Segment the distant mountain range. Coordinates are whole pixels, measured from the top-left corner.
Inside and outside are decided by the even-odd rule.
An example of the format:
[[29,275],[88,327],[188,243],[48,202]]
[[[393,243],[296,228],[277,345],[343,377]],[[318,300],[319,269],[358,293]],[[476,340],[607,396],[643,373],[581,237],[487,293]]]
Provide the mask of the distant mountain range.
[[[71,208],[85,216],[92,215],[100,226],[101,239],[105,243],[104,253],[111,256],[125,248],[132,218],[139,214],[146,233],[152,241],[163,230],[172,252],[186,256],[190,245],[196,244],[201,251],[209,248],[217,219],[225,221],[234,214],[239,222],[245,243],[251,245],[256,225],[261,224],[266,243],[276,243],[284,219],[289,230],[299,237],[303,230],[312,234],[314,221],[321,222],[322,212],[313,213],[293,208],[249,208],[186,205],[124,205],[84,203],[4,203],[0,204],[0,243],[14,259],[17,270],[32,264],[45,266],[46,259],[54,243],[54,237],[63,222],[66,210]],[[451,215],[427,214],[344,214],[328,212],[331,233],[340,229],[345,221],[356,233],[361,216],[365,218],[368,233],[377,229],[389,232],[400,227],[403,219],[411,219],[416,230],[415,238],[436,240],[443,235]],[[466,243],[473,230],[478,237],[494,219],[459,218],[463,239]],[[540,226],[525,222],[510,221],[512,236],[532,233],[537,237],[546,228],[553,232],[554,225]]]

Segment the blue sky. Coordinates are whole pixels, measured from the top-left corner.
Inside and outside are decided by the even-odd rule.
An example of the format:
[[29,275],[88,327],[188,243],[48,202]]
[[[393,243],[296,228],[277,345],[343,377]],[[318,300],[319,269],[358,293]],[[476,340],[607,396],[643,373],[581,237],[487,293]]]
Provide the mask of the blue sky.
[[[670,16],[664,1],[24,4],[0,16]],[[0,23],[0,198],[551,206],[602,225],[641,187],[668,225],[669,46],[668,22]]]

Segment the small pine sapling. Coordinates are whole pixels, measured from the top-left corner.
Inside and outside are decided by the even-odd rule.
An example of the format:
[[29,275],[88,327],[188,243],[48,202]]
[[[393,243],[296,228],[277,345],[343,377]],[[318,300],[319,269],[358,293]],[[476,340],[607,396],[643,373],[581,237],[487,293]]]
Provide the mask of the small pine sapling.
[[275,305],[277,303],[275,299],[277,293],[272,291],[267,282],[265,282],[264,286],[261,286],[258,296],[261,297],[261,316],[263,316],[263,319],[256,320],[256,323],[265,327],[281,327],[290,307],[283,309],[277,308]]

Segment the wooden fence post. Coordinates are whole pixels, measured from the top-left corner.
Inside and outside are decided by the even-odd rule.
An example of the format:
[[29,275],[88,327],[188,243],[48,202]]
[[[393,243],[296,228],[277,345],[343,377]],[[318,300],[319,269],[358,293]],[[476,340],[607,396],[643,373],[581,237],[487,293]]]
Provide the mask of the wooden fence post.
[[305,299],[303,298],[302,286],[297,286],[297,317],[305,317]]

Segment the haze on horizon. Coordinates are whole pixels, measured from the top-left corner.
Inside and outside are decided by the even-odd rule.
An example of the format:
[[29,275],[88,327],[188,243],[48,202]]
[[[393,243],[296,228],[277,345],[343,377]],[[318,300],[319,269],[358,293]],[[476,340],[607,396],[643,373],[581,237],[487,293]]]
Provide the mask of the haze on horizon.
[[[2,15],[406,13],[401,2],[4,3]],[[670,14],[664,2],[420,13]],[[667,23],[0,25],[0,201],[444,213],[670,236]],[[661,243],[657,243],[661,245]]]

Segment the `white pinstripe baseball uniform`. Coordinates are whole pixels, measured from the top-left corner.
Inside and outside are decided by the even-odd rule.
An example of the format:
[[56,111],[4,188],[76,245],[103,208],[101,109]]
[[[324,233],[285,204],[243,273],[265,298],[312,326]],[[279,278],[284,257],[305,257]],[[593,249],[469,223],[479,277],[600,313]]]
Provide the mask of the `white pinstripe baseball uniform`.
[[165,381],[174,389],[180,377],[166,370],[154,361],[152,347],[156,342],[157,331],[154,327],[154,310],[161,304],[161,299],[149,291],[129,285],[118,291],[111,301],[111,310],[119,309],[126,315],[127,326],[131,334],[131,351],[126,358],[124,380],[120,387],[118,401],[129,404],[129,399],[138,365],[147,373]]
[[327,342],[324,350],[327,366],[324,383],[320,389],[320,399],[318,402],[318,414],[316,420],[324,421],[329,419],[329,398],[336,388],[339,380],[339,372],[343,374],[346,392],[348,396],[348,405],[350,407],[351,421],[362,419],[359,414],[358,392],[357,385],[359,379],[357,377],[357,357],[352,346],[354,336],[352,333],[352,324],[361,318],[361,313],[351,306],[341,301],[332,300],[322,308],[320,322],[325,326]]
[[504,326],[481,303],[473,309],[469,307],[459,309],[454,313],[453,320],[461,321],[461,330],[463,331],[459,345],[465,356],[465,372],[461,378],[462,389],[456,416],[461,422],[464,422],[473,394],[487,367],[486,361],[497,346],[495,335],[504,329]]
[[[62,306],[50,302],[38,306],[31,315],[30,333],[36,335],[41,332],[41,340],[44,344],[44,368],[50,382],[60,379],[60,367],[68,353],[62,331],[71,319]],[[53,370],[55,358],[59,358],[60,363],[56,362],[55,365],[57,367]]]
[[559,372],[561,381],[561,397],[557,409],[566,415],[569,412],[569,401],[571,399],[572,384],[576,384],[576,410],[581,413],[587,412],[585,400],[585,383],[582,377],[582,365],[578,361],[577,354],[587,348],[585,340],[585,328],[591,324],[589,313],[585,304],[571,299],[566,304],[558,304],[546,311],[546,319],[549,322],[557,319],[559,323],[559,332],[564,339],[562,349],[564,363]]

━━━━━━

YOUR GOAL: Set down word for word the lines that open with the line containing "Segment the blue" and close with the line containing "[[305,299],[303,298],[302,286],[297,286],[297,317],[305,317]]", keeping both of those lines.

ANSWER TO THIS EXERCISE:
Segment the blue sky. Coordinates are whole pixels, measured from the top-left corner.
Inside and outside are decided by the even-odd rule.
An example of the format:
[[29,275],[88,327],[188,243],[48,202]]
[[[393,243],[296,228],[277,345],[343,377]],[[318,300],[319,269],[358,293]],[[476,340],[607,396],[643,373],[581,237],[487,293]]]
Provide the mask of the blue sky.
[[[670,16],[664,1],[24,4],[0,16]],[[0,23],[0,198],[551,206],[602,225],[641,187],[668,225],[669,46],[668,22]]]

Segment the small pine sapling. Coordinates are whole pixels, measured from the top-left corner.
Inside and outside are decided by the even-odd rule.
An example of the format:
[[29,275],[88,327],[188,243],[48,202]]
[[[393,243],[296,228],[277,345],[343,377]],[[318,300],[319,269],[358,293]],[[476,340],[607,396],[643,373],[581,237],[487,293]]]
Provide the mask of the small pine sapling.
[[275,305],[277,303],[275,299],[277,293],[272,291],[267,282],[265,282],[264,286],[261,286],[258,296],[261,297],[261,316],[263,316],[263,319],[256,320],[256,323],[265,327],[281,327],[290,307],[283,309],[277,308]]

Segment the wooden fence post. Coordinates are whole pixels, measured from the top-left corner.
Inside and outside are decided by the even-odd rule.
An example of the format:
[[29,275],[88,327],[188,243],[48,202]]
[[[393,243],[296,228],[277,345],[343,377]],[[318,300],[319,269],[358,293]],[[476,340],[607,396],[643,373],[581,237],[487,293]]]
Provide the mask of the wooden fence post.
[[305,299],[303,298],[302,286],[297,286],[297,317],[305,317]]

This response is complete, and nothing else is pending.